== DATA LINES ==

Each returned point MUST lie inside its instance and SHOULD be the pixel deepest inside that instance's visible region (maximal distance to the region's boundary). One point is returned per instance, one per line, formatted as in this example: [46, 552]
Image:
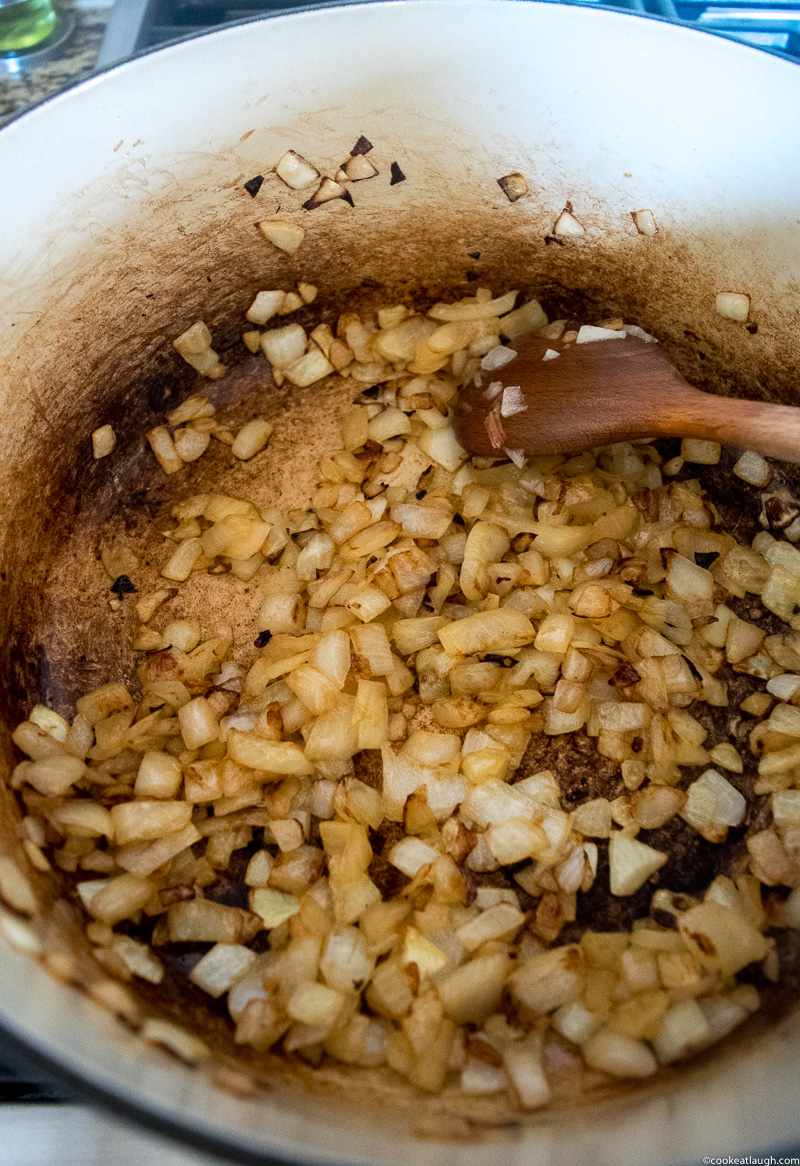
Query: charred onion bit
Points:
[253, 185]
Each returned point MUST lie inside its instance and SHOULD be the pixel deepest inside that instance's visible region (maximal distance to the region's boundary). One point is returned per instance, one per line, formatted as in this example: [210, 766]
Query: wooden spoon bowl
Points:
[603, 392]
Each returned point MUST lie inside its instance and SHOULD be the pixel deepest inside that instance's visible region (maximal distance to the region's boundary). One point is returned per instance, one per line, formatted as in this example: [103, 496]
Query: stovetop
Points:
[22, 1087]
[138, 25]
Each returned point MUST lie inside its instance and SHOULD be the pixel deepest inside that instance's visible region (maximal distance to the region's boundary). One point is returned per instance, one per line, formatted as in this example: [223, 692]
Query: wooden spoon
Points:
[609, 391]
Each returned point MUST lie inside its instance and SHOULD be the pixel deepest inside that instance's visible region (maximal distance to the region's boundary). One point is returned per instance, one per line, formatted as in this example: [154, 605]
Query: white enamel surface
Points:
[609, 111]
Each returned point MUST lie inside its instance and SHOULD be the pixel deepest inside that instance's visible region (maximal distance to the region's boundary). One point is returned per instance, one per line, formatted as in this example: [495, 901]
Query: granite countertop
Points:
[69, 62]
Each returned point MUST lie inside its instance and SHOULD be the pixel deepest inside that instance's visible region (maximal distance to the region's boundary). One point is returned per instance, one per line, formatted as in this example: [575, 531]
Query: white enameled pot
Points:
[125, 219]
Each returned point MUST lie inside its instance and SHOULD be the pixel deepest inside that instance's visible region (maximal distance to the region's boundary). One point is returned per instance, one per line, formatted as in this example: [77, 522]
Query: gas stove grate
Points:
[19, 1086]
[138, 25]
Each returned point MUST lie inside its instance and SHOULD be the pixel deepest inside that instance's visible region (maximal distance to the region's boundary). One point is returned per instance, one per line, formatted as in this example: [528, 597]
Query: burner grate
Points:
[19, 1086]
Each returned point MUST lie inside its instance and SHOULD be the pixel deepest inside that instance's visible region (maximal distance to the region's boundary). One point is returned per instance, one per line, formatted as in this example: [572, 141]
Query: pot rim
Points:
[325, 5]
[22, 1048]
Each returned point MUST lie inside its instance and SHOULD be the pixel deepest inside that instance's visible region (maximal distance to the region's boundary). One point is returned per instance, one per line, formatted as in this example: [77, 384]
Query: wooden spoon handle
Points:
[772, 430]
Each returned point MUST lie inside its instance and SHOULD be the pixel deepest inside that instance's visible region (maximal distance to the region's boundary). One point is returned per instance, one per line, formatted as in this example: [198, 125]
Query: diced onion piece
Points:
[619, 1055]
[182, 561]
[188, 1047]
[479, 1077]
[474, 309]
[645, 222]
[631, 863]
[503, 920]
[54, 775]
[548, 981]
[315, 1004]
[276, 757]
[528, 317]
[139, 959]
[251, 438]
[752, 468]
[589, 334]
[285, 236]
[568, 225]
[409, 855]
[190, 443]
[497, 358]
[283, 345]
[524, 1066]
[195, 341]
[140, 821]
[114, 899]
[198, 723]
[203, 921]
[103, 441]
[734, 306]
[220, 967]
[703, 452]
[146, 857]
[513, 401]
[721, 939]
[419, 949]
[503, 630]
[163, 447]
[713, 805]
[442, 447]
[295, 170]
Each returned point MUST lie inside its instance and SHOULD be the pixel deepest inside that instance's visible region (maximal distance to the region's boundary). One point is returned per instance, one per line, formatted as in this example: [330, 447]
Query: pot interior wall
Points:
[166, 236]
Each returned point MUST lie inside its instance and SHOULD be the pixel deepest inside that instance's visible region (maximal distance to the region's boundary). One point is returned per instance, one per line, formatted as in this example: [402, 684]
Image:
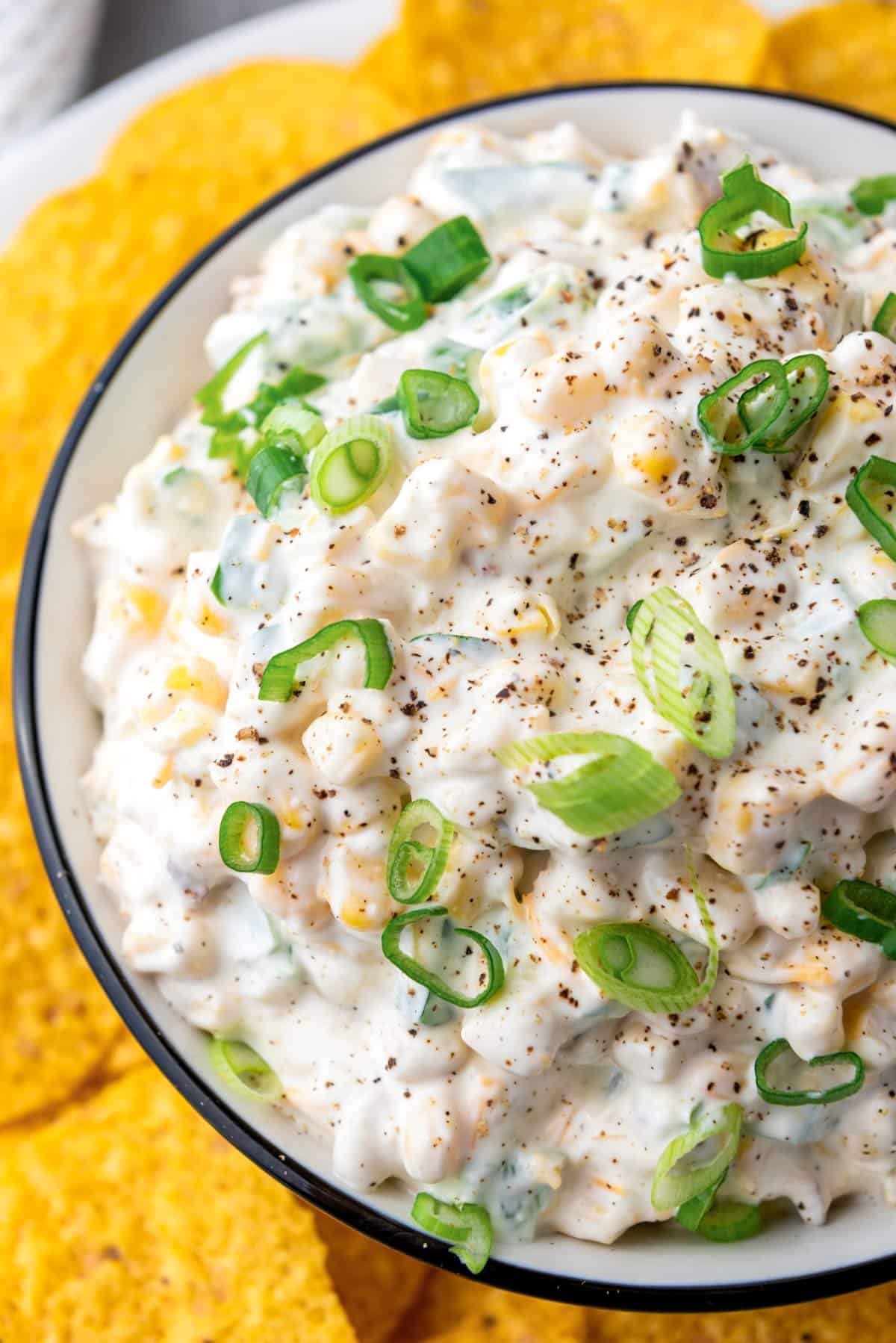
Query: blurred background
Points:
[134, 31]
[87, 43]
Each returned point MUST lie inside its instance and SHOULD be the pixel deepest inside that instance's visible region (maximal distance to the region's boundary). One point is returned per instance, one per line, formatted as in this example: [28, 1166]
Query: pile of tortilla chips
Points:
[122, 1216]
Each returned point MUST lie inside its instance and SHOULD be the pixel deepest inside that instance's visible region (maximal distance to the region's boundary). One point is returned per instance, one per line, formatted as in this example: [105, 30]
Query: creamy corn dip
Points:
[579, 480]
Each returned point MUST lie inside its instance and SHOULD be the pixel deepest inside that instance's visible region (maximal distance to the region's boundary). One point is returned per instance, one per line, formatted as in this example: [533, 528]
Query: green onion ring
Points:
[613, 793]
[742, 195]
[632, 614]
[279, 677]
[665, 630]
[217, 586]
[405, 849]
[609, 954]
[778, 1097]
[692, 1213]
[467, 1225]
[871, 195]
[270, 469]
[886, 319]
[883, 471]
[771, 371]
[862, 911]
[401, 316]
[676, 1181]
[877, 622]
[249, 838]
[435, 405]
[448, 259]
[238, 1065]
[729, 1220]
[349, 464]
[808, 383]
[435, 984]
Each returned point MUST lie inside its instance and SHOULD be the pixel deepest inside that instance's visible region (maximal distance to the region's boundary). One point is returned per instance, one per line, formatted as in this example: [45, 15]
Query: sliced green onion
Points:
[270, 469]
[862, 911]
[877, 622]
[435, 405]
[667, 637]
[886, 319]
[743, 193]
[642, 969]
[406, 853]
[294, 419]
[238, 1065]
[882, 471]
[370, 269]
[249, 838]
[806, 388]
[217, 586]
[871, 195]
[435, 984]
[448, 259]
[213, 394]
[279, 677]
[299, 382]
[467, 1225]
[727, 432]
[679, 1176]
[622, 786]
[692, 1213]
[781, 1097]
[729, 1220]
[351, 464]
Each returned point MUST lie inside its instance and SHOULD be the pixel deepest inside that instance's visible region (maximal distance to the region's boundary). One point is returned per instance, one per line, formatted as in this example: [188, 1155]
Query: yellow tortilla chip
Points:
[460, 1309]
[457, 52]
[77, 274]
[376, 1285]
[124, 1056]
[57, 1020]
[388, 65]
[862, 1316]
[771, 74]
[845, 53]
[267, 122]
[129, 1220]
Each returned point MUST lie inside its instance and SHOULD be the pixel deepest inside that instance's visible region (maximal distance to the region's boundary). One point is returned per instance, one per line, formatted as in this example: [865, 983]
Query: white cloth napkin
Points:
[45, 57]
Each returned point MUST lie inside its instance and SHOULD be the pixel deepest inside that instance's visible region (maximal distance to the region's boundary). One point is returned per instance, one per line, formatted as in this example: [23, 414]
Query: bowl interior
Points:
[139, 398]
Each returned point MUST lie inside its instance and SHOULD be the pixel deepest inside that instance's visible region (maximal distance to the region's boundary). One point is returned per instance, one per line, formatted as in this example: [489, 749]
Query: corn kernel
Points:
[137, 607]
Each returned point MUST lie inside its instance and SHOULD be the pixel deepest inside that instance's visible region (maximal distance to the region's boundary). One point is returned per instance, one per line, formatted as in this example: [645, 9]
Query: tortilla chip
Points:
[58, 1021]
[75, 276]
[376, 1285]
[388, 65]
[460, 1309]
[844, 53]
[448, 52]
[124, 1056]
[129, 1218]
[862, 1316]
[771, 74]
[265, 122]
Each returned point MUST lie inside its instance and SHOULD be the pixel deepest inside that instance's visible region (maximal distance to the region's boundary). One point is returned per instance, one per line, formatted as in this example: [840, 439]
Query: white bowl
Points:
[139, 394]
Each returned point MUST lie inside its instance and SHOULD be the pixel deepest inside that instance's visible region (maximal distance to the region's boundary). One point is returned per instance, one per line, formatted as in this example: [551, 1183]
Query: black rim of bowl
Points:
[105, 964]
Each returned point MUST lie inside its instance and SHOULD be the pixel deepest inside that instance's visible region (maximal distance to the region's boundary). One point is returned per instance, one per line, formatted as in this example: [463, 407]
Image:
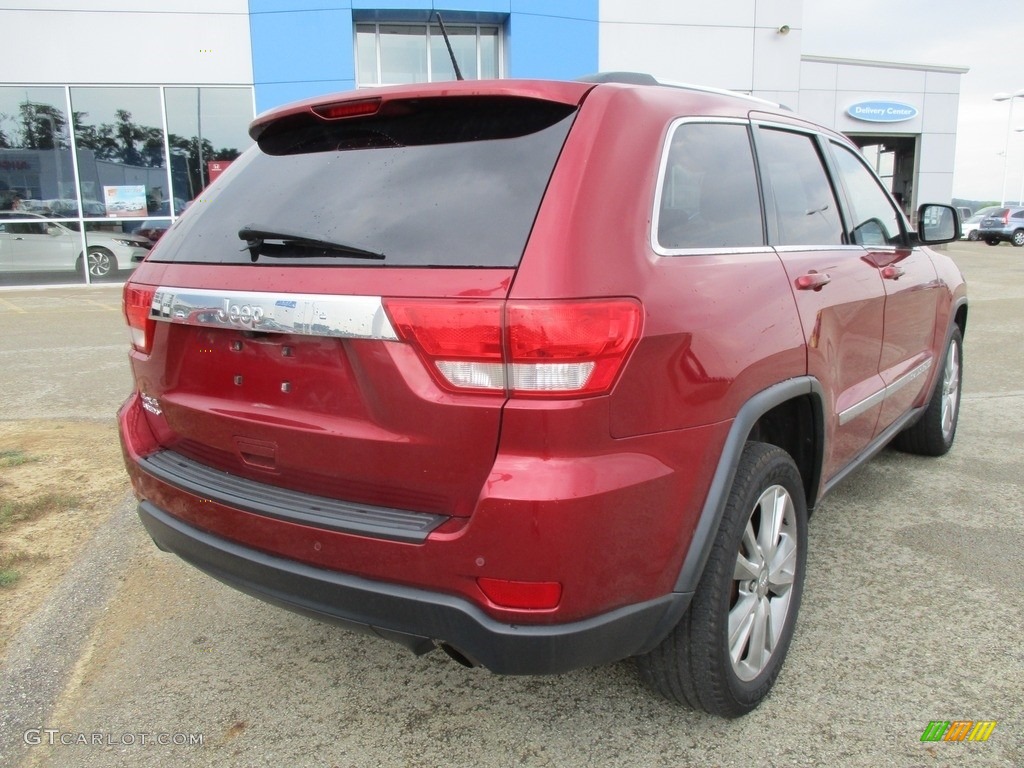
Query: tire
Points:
[933, 433]
[100, 263]
[697, 665]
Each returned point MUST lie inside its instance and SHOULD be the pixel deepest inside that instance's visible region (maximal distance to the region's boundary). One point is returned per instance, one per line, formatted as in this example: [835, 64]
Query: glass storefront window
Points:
[207, 128]
[85, 192]
[121, 160]
[395, 53]
[36, 169]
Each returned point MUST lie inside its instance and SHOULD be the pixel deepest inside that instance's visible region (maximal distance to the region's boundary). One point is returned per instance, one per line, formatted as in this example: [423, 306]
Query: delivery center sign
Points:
[882, 112]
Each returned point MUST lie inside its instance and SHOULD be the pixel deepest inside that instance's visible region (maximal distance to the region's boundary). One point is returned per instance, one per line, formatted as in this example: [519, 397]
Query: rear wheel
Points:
[933, 433]
[725, 653]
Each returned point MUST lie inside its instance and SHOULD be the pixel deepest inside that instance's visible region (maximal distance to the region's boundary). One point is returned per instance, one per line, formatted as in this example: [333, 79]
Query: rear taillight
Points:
[136, 302]
[521, 348]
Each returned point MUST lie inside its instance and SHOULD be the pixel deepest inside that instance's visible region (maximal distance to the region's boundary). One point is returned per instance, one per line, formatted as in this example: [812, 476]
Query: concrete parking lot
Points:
[911, 614]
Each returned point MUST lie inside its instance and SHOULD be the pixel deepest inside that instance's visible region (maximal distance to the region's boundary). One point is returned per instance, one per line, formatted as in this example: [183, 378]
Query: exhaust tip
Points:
[458, 655]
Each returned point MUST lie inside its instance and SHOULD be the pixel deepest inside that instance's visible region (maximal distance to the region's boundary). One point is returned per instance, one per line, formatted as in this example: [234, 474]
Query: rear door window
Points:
[709, 195]
[438, 181]
[802, 207]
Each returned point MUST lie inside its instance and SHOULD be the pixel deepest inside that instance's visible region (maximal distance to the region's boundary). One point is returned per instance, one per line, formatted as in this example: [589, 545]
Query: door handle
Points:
[813, 281]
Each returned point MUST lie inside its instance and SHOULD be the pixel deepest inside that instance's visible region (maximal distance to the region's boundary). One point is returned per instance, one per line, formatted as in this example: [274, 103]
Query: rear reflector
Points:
[521, 348]
[521, 595]
[136, 303]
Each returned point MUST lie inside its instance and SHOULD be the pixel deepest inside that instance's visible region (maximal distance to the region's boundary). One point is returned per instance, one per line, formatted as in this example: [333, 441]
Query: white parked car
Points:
[31, 243]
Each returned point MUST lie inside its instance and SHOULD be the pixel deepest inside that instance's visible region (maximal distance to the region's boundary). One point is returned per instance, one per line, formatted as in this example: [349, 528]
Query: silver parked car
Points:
[1004, 225]
[31, 243]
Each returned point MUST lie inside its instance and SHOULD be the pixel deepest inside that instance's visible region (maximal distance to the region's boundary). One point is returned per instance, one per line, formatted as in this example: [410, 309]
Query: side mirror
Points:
[937, 223]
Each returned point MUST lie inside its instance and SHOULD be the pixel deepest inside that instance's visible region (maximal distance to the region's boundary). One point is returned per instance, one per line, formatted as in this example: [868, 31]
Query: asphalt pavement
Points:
[910, 614]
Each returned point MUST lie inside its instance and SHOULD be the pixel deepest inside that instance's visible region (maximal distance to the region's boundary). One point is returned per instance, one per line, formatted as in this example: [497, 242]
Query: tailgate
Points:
[314, 392]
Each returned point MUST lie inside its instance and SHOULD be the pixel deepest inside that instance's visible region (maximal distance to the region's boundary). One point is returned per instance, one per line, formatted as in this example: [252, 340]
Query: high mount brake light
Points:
[136, 301]
[341, 110]
[521, 348]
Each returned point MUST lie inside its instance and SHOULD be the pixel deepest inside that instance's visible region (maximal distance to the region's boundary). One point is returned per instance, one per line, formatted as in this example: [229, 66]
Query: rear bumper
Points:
[415, 617]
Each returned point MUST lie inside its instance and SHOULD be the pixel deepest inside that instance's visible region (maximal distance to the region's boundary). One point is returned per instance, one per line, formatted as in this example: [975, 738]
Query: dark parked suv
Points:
[1003, 225]
[545, 374]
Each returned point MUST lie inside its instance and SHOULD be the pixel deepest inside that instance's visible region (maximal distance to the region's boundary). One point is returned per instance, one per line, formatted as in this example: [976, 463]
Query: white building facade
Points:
[111, 107]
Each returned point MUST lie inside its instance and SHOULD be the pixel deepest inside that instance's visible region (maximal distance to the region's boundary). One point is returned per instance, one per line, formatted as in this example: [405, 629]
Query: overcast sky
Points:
[987, 37]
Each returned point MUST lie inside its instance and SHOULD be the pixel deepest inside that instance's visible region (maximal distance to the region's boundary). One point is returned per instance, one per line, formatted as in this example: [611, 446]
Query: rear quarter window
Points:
[708, 197]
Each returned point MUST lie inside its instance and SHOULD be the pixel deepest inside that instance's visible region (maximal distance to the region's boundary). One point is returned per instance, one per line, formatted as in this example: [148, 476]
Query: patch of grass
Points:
[8, 573]
[12, 513]
[15, 459]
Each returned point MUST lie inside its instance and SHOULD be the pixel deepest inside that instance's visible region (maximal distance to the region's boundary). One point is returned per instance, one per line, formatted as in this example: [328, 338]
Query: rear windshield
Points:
[452, 181]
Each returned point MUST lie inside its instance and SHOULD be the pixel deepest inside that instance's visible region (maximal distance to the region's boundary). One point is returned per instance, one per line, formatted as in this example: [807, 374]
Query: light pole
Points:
[1010, 119]
[1020, 194]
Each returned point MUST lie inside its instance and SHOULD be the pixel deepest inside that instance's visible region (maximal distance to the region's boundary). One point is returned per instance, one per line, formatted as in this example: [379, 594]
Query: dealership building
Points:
[114, 118]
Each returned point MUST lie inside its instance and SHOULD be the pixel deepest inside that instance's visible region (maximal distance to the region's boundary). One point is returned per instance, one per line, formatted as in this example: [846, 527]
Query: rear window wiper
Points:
[286, 245]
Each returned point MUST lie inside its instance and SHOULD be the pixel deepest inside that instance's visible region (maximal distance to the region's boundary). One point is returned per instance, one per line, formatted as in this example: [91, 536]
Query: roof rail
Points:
[642, 78]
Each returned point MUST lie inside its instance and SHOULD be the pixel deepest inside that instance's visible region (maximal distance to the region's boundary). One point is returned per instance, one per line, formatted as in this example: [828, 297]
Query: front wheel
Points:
[725, 653]
[99, 262]
[933, 433]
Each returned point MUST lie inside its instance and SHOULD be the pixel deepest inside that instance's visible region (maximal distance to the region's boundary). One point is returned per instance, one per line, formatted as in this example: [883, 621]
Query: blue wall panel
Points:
[552, 46]
[300, 53]
[303, 48]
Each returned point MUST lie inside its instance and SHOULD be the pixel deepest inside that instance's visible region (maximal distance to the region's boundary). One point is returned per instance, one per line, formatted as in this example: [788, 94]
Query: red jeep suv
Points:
[545, 374]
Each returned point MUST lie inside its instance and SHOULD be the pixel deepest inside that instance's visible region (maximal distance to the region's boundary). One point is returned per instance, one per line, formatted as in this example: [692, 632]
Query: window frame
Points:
[659, 187]
[768, 194]
[429, 33]
[832, 146]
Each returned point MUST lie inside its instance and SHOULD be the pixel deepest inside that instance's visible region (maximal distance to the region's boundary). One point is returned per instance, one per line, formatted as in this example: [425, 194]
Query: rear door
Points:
[839, 294]
[911, 286]
[304, 310]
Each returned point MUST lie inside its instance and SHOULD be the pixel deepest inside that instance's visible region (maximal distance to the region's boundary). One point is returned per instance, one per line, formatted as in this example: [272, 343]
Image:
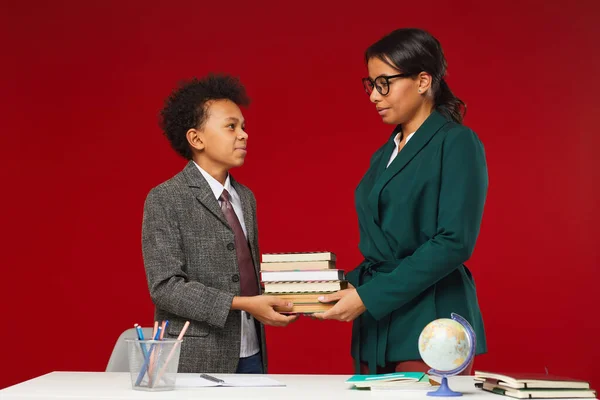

===

** EXERCISE GOAL **
Write out every line from the one containing "example: [425, 194]" through the end of the material, requests included, multiplying each coordinate in the answer points by 1.25 and rounding to whole numbers with halves going up. Leave the numbers in the requests and their format samples as they are, and omit the pictures.

** ANSWER **
Each returned point MUST lie inside its instance and SHOULD be the pixel deepest inside that instance's visible region (maximal distance to the region's boundary). One point is returned per instance, one per line, formatted as in this example: [425, 194]
Query: rear door
Points:
[1049, 368]
[1139, 358]
[380, 388]
Each returned point MUST lie inside its instance and SHOULD be the pixel deepest inside that instance's visible region (maximal distance to the region's boundary). One point is returned per instance, one per line, formatted as in this example: [272, 343]
Image:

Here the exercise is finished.